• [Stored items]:
┏━━
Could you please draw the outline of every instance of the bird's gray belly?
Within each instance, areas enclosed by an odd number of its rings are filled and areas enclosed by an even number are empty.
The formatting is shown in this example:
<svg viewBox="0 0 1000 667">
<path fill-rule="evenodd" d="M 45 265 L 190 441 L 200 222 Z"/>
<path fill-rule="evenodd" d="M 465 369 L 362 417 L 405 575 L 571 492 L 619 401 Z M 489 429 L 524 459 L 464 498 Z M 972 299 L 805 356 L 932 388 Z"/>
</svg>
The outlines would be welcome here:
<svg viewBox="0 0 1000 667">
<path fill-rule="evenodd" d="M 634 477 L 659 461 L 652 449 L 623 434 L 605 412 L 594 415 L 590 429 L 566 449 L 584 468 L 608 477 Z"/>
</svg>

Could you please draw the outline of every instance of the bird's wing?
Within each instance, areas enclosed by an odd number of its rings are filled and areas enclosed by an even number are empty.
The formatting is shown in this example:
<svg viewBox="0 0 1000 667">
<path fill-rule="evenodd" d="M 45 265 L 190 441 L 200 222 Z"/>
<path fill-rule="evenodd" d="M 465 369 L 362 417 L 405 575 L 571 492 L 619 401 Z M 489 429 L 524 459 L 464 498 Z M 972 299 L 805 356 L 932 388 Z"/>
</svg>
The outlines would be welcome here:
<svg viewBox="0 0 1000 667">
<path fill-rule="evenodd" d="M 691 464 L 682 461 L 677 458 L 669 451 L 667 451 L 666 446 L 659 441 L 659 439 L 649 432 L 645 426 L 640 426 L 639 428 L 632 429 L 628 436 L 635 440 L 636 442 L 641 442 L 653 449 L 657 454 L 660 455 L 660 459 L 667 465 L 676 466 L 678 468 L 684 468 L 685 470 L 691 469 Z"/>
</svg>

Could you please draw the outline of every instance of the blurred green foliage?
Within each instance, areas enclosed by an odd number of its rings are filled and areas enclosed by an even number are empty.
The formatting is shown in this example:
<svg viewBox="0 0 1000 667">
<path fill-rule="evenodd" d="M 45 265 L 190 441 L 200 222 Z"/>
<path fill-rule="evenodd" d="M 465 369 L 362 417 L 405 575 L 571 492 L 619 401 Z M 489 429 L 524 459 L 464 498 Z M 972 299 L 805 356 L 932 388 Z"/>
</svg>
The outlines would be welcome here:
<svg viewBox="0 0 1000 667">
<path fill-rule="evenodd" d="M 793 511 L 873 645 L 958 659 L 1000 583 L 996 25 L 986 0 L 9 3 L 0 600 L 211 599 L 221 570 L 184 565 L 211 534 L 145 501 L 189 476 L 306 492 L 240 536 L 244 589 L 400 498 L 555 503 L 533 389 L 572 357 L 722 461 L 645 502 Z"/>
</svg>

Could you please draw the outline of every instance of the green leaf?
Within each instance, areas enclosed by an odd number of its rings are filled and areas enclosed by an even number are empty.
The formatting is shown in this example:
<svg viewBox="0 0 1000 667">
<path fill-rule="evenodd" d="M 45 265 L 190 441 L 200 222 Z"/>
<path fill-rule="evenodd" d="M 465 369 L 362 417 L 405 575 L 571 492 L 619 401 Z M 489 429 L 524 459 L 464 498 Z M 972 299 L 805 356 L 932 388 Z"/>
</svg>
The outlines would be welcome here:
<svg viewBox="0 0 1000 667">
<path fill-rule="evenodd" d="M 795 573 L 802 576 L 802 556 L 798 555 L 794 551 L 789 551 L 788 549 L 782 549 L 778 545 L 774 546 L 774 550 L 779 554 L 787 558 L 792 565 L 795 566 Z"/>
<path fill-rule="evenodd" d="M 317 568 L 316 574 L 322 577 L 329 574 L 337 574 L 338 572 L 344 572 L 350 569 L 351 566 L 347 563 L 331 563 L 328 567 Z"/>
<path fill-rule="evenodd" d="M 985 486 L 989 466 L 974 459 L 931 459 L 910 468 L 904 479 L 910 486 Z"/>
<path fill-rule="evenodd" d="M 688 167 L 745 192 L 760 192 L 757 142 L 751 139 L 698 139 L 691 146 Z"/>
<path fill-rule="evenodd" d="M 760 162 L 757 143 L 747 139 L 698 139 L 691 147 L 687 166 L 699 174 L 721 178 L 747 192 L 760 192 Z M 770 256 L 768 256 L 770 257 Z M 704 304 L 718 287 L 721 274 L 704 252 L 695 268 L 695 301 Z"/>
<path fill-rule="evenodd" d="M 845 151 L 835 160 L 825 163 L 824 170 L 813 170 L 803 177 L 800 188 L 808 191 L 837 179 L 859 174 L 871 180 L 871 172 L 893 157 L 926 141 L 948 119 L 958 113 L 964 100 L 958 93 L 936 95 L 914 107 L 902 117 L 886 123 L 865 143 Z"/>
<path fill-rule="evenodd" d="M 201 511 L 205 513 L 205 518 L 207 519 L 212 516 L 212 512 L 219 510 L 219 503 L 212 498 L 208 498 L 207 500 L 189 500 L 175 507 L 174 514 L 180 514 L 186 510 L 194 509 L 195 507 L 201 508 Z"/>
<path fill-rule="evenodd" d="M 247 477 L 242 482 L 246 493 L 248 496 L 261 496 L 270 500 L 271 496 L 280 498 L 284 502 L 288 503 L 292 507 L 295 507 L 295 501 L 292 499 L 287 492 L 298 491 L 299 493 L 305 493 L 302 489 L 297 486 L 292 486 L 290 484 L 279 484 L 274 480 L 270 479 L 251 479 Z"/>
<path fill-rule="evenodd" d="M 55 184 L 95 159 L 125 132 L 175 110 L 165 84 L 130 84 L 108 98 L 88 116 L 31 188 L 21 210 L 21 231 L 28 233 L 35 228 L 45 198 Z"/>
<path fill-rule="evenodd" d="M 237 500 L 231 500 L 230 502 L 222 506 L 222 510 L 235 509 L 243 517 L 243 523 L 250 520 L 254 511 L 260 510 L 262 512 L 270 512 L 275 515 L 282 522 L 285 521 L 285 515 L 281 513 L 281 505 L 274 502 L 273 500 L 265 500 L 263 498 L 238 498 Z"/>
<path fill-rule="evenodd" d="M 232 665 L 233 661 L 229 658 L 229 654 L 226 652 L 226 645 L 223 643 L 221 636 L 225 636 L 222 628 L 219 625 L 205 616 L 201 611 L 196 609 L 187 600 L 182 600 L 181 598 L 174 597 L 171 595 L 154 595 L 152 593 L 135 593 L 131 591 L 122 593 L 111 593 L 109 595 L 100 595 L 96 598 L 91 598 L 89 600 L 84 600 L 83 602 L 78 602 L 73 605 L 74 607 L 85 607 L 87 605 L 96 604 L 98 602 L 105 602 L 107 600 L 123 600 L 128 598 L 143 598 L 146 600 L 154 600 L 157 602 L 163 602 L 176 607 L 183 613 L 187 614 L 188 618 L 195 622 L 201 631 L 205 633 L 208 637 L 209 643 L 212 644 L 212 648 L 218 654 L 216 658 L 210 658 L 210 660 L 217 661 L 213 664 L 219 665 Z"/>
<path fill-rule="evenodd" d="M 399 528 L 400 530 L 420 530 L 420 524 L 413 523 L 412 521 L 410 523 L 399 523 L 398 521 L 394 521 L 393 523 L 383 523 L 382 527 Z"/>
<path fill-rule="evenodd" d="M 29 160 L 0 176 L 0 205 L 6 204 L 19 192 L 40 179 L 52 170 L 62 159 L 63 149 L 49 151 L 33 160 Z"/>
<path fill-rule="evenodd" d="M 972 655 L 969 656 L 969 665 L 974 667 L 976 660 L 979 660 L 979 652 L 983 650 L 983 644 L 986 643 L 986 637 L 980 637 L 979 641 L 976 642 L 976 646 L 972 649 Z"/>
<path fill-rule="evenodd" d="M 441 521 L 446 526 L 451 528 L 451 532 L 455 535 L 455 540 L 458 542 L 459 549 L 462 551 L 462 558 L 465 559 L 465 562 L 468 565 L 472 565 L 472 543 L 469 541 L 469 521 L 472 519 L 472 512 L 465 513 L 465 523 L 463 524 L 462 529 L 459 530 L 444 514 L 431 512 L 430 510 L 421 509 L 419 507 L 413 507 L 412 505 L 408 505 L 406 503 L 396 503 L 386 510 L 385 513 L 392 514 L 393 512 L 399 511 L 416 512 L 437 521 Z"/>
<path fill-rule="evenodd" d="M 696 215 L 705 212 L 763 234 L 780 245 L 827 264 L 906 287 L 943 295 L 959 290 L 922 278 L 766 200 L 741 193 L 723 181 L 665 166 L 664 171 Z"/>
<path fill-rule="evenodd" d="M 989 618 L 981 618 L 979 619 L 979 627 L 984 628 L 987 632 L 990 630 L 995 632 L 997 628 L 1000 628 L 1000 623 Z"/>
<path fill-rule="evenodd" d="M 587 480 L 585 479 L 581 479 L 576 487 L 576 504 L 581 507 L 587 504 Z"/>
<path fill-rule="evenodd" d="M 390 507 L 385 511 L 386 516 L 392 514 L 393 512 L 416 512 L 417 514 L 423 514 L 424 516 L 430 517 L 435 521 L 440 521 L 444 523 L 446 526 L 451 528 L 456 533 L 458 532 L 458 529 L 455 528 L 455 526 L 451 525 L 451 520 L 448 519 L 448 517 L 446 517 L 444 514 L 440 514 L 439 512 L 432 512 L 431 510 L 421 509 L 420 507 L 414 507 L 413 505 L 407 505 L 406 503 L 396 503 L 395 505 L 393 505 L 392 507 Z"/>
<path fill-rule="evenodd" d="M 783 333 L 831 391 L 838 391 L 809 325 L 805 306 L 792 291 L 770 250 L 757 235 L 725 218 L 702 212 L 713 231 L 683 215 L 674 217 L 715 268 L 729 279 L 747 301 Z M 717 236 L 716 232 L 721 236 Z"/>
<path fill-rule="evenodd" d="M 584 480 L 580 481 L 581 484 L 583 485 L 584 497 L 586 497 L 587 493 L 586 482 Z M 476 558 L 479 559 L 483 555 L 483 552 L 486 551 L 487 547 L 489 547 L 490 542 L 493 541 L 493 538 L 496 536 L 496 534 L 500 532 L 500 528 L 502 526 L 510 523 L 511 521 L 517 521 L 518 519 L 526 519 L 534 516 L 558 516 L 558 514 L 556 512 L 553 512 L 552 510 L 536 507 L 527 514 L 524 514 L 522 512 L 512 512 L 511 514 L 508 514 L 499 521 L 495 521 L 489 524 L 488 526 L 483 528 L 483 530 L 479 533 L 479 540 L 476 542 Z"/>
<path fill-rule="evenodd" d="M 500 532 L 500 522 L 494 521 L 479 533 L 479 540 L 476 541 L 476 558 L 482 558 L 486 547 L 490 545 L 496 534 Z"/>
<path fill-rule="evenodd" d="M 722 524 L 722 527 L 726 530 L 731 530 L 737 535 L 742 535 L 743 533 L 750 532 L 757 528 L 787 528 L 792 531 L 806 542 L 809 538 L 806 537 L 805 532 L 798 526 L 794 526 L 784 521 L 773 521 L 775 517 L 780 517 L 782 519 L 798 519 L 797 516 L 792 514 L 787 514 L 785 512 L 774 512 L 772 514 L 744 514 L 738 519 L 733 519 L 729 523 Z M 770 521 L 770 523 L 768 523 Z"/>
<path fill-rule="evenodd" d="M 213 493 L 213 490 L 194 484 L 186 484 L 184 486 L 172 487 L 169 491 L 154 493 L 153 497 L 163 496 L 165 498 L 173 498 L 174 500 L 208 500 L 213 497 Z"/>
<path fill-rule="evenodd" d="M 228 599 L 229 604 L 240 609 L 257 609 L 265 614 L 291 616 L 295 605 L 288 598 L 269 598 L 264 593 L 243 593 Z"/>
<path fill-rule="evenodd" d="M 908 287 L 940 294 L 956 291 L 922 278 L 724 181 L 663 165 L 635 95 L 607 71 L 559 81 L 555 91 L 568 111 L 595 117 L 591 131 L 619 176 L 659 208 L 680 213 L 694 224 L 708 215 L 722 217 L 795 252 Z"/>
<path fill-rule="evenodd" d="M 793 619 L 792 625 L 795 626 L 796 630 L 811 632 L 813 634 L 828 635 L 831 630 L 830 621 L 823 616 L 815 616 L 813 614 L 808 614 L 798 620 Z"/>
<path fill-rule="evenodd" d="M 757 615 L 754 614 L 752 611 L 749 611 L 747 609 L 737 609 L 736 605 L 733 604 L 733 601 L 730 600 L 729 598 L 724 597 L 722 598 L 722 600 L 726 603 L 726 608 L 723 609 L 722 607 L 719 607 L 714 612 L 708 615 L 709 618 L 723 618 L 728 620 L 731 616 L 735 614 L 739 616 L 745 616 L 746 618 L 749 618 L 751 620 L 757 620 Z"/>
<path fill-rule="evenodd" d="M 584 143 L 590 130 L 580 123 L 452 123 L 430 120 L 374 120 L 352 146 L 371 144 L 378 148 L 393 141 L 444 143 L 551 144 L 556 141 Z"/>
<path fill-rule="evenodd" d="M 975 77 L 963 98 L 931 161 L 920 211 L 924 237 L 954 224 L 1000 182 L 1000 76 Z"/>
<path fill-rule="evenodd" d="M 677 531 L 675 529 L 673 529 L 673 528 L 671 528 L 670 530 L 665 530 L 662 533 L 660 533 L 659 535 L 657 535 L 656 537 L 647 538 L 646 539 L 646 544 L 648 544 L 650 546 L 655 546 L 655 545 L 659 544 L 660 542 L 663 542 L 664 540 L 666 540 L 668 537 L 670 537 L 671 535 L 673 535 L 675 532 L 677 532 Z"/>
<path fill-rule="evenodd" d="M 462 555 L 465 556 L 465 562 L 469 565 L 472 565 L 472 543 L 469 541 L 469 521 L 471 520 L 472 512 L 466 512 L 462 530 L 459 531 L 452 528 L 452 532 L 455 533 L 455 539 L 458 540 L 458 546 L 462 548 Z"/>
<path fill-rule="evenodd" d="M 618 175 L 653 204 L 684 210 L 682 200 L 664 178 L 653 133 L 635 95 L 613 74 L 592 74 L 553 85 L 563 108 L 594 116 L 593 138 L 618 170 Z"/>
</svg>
┗━━
• [The problem]:
Identify all lines in the records above with the word "every".

• [Final answer]:
Could you please draw the outline of every instance of the bird's gray belly?
Could you please draw the outline of every instance of the bird's wing?
Could you please draw the outline of every instance of the blurred green foliage?
Could you please draw the outline of every instance of the green leaf?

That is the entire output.